OBJETIVO
Extrae de los datos cada línea que contenga la palabra "instance", respetando mayúsculas y minúsculas.

DATOS REGISTRADOS
########################################

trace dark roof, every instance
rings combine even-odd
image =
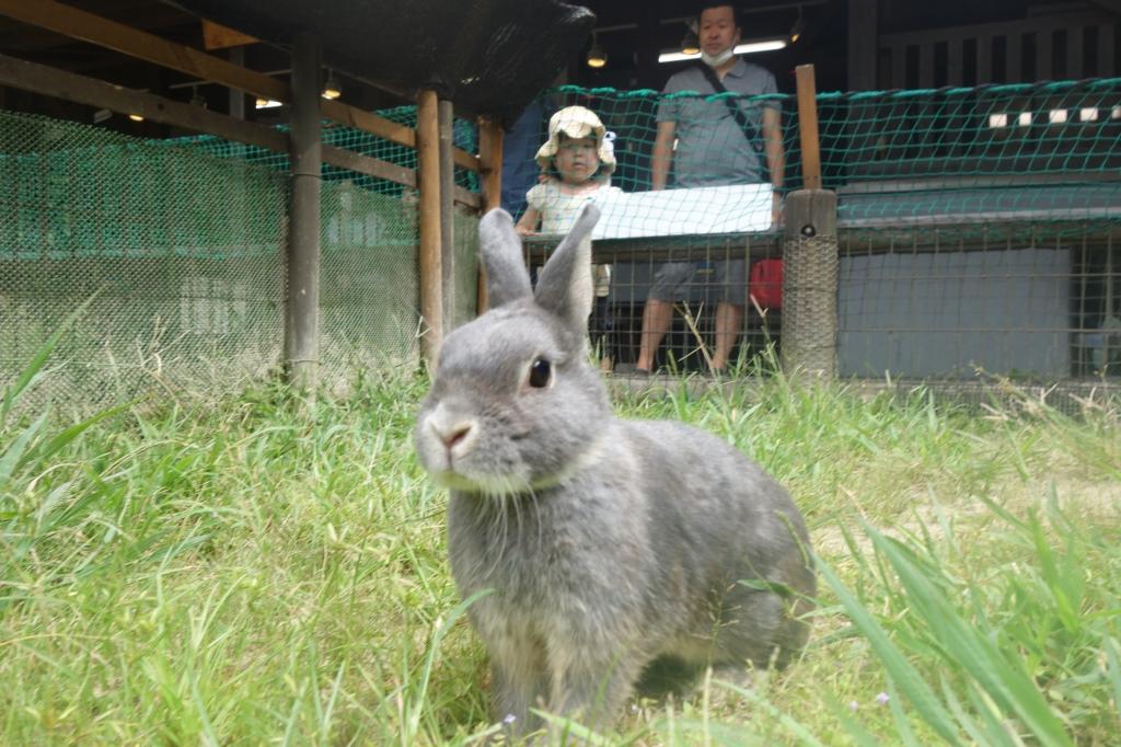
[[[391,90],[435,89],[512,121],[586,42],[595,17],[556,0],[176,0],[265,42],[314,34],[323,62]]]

########################################

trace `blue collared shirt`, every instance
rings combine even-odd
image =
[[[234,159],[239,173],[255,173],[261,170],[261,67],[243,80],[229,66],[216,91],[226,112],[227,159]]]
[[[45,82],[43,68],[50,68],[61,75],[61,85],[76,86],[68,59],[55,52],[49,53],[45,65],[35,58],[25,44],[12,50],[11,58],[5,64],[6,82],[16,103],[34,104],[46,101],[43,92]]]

########################################

SOLUCIÓN DEL EJERCICIO
trace dark roof, every instance
trace `blue collared shirt`, every instance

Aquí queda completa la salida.